Start of Task inputs

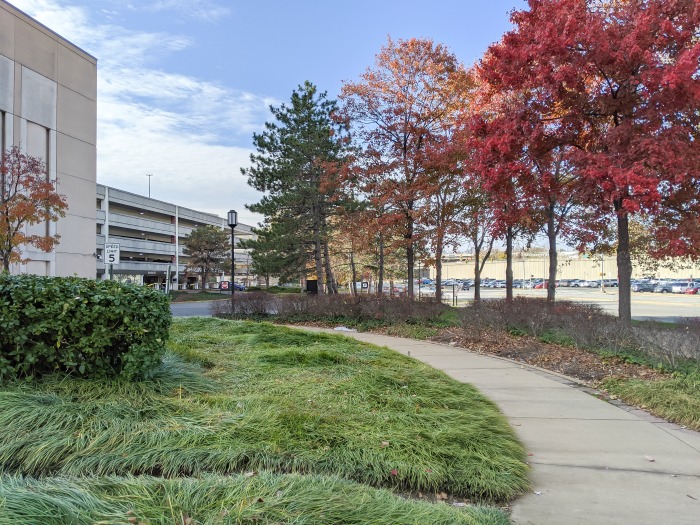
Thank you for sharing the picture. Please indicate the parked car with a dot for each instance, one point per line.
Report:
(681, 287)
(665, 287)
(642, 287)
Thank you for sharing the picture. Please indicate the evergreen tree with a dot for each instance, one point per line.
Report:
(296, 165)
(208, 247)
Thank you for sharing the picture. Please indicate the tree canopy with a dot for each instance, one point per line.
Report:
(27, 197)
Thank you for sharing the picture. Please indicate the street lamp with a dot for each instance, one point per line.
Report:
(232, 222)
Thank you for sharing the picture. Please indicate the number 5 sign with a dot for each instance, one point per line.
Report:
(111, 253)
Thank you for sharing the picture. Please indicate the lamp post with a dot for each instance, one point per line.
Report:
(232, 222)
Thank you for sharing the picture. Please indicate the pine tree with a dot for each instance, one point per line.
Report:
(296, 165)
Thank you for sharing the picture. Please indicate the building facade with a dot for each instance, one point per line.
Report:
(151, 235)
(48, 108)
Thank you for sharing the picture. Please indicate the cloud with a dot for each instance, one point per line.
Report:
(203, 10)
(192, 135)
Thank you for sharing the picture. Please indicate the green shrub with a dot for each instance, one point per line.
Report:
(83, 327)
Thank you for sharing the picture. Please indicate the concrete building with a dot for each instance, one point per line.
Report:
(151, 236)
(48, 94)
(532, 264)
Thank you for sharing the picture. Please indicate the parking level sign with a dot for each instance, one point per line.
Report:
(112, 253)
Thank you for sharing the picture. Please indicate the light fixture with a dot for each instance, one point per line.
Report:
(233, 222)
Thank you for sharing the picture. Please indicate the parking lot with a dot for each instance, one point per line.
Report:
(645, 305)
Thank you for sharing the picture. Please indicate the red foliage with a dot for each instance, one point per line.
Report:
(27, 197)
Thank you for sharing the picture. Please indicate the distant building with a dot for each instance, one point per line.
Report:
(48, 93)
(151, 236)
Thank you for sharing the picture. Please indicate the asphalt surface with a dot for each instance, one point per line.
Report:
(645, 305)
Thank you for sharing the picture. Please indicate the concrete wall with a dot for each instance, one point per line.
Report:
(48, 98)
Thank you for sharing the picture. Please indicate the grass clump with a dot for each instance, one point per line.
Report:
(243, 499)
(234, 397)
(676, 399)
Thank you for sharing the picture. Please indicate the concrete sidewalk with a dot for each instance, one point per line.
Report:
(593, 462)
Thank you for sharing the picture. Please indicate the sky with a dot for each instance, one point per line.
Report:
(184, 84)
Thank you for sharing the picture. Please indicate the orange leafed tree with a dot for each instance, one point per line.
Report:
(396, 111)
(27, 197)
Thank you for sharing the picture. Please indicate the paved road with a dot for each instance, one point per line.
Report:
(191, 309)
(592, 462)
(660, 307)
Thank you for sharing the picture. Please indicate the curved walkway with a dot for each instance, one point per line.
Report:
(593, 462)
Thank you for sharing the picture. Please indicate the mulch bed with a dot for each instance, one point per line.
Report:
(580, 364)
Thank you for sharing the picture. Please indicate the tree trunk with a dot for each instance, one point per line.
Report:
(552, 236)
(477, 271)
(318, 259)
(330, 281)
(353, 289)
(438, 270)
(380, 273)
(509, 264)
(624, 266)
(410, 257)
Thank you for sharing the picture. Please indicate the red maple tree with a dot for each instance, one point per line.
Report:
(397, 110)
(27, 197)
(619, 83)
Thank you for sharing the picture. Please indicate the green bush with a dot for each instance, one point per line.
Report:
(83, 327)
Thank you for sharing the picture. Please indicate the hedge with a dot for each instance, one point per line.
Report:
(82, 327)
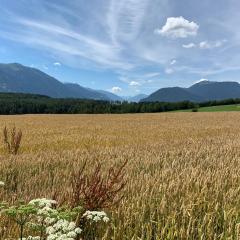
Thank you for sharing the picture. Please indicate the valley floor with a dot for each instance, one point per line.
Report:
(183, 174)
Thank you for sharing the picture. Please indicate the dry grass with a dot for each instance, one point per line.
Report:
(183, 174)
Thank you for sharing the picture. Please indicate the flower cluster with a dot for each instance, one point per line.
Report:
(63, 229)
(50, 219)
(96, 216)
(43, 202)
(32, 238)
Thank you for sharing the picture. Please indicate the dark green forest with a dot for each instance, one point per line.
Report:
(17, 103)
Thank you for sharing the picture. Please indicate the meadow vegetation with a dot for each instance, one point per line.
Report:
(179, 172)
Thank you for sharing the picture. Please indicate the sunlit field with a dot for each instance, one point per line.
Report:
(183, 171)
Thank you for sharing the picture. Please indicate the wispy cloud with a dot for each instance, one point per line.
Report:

End of Task inputs
Start of Task inputs

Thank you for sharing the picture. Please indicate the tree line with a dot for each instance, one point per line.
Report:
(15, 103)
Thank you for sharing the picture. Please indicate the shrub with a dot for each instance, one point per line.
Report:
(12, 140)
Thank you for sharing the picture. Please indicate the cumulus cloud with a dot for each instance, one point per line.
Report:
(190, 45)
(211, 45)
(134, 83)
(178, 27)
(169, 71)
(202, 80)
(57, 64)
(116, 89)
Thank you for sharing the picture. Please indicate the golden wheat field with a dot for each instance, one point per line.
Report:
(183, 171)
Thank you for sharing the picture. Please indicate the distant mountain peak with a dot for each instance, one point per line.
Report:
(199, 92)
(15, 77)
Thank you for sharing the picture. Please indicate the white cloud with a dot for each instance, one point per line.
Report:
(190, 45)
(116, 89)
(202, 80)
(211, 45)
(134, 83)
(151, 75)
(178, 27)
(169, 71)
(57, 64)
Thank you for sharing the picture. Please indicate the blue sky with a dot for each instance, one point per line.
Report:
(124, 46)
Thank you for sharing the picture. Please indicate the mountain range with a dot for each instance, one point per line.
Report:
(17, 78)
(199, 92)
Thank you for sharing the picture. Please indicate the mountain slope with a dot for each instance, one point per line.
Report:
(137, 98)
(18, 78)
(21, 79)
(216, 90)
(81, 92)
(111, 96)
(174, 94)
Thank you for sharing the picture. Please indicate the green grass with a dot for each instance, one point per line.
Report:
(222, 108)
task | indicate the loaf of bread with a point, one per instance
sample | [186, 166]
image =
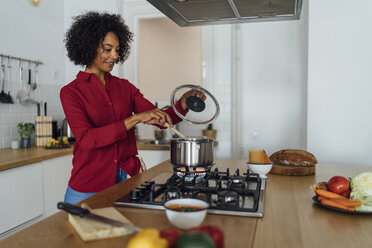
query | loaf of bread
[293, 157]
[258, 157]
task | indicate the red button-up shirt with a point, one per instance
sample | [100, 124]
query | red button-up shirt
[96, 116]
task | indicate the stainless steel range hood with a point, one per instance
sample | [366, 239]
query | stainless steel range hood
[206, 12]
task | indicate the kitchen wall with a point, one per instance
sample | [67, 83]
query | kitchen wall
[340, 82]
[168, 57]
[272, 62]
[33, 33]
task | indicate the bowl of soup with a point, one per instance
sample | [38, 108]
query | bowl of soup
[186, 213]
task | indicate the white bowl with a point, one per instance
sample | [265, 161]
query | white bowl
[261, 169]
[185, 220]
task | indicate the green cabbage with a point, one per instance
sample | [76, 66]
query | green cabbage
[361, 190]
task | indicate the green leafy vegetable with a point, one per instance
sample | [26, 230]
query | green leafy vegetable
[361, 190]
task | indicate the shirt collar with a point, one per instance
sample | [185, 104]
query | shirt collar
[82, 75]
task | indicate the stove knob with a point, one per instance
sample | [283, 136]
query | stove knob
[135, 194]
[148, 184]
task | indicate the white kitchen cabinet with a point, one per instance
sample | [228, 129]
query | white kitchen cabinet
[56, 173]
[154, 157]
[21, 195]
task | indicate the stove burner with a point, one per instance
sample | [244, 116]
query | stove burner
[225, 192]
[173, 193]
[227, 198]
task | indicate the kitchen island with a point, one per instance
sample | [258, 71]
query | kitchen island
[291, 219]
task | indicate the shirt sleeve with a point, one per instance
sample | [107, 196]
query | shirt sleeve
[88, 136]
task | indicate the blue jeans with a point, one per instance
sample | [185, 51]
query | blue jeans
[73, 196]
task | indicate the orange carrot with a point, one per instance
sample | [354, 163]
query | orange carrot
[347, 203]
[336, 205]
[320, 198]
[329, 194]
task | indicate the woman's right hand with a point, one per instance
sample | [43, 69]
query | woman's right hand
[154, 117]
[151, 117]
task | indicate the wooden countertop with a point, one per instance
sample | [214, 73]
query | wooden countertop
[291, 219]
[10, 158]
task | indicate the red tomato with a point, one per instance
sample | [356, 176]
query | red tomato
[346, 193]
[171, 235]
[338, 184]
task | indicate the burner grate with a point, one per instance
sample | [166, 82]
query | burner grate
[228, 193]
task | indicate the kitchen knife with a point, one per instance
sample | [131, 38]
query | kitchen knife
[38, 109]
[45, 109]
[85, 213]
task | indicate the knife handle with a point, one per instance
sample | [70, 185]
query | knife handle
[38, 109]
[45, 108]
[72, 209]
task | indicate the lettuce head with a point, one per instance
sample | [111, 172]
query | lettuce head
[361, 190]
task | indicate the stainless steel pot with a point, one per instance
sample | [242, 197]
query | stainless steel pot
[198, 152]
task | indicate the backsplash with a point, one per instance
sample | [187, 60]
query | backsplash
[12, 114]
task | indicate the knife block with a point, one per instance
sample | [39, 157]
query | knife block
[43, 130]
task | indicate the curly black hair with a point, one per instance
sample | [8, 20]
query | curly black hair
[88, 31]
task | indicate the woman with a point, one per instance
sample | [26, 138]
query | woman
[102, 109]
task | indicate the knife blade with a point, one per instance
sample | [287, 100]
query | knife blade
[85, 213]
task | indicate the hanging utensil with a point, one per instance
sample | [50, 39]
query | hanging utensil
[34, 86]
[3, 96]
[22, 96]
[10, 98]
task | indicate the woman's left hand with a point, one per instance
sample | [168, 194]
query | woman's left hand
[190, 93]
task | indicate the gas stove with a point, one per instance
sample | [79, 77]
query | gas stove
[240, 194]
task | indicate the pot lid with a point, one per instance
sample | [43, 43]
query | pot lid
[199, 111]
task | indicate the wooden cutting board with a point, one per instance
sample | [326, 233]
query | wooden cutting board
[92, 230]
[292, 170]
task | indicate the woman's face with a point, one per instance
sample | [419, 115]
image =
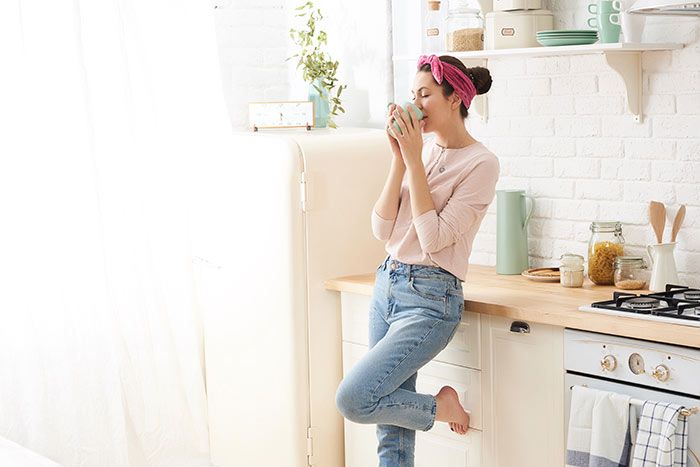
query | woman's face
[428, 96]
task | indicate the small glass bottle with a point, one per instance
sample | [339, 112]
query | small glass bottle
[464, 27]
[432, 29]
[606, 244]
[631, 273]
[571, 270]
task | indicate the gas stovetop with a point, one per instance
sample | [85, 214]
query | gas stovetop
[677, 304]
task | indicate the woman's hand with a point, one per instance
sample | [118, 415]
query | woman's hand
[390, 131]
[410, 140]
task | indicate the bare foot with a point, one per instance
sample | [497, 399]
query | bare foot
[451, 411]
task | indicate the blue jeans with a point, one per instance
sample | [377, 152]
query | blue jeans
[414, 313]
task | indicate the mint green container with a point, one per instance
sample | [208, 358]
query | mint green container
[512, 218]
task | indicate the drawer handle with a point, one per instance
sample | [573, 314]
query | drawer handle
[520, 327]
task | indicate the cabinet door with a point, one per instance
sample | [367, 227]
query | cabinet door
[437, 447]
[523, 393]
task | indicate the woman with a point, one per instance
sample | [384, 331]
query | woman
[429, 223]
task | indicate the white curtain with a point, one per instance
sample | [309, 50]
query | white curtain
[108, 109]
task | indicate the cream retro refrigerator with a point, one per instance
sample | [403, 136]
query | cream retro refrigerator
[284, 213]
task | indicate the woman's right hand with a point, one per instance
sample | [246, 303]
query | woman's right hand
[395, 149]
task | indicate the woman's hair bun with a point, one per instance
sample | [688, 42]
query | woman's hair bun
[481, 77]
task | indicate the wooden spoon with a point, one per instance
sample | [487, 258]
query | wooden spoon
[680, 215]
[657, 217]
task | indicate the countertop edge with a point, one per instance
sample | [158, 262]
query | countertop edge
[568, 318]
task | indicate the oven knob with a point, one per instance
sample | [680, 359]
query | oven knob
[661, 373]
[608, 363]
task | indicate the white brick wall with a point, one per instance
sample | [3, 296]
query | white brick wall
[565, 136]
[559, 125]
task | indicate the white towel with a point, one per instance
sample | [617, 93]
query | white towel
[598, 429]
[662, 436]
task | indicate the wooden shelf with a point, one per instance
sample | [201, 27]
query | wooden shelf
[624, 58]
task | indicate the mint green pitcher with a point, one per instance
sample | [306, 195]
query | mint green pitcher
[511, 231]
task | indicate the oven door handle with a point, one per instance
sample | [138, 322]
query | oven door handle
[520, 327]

End of Task inputs
Start of Task inputs

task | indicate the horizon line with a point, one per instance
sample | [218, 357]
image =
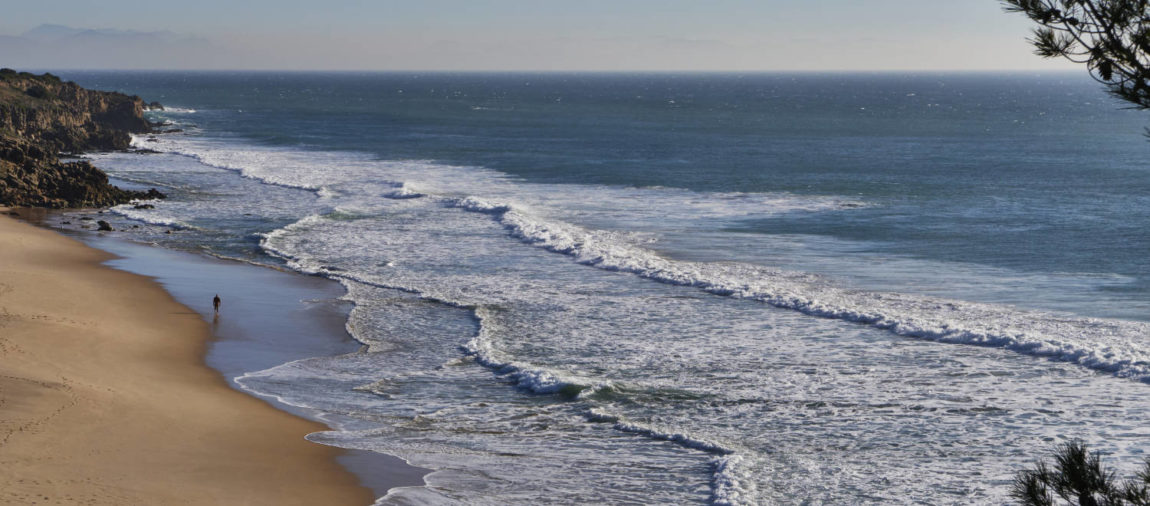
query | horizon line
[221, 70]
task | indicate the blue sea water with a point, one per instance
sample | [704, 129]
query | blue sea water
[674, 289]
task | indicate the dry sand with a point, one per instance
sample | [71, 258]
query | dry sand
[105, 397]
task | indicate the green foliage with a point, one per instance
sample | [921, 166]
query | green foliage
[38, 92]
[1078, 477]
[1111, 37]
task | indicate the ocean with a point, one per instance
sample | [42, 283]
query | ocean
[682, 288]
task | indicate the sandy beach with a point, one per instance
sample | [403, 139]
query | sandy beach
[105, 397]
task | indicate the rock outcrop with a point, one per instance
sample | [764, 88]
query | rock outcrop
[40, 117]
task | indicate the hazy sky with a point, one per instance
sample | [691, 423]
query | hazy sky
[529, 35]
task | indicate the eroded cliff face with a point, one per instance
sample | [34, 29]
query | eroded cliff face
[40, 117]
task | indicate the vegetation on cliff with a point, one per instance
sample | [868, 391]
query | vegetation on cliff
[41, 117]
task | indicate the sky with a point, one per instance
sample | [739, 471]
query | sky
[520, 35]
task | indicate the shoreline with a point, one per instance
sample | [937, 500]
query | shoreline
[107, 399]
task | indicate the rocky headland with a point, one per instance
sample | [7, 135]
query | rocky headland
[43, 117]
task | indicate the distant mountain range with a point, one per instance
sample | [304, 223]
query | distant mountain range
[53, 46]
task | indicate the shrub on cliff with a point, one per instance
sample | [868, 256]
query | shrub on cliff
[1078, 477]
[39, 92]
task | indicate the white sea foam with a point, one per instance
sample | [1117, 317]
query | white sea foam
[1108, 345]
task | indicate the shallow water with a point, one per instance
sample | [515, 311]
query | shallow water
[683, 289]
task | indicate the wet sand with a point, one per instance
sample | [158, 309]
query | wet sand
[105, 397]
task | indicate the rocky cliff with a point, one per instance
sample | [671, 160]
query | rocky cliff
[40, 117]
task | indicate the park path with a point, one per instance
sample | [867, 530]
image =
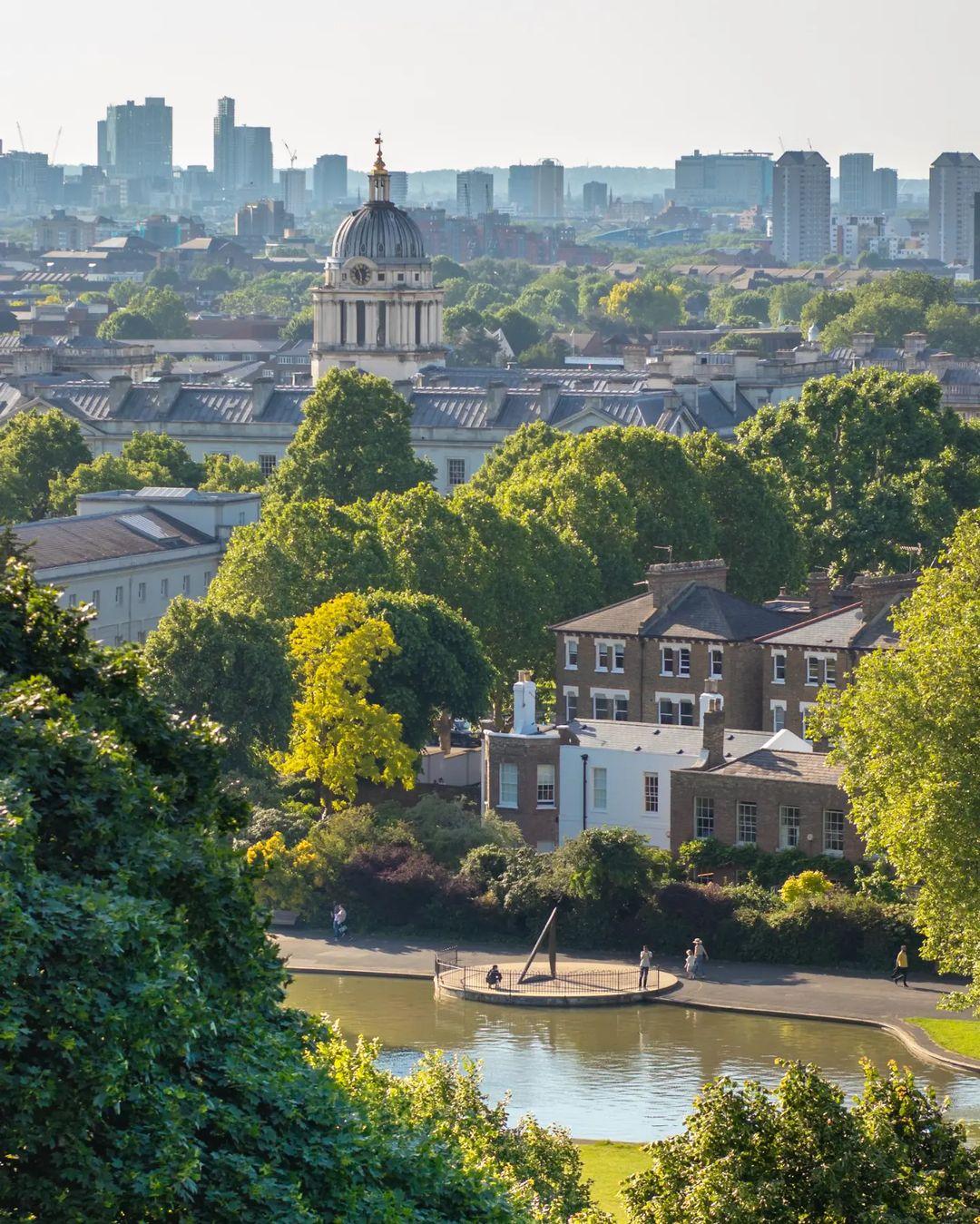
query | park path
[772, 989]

End of Task inputs

Check each line of the data above for the word "field", then state how many lines have it. Give the number alone.

2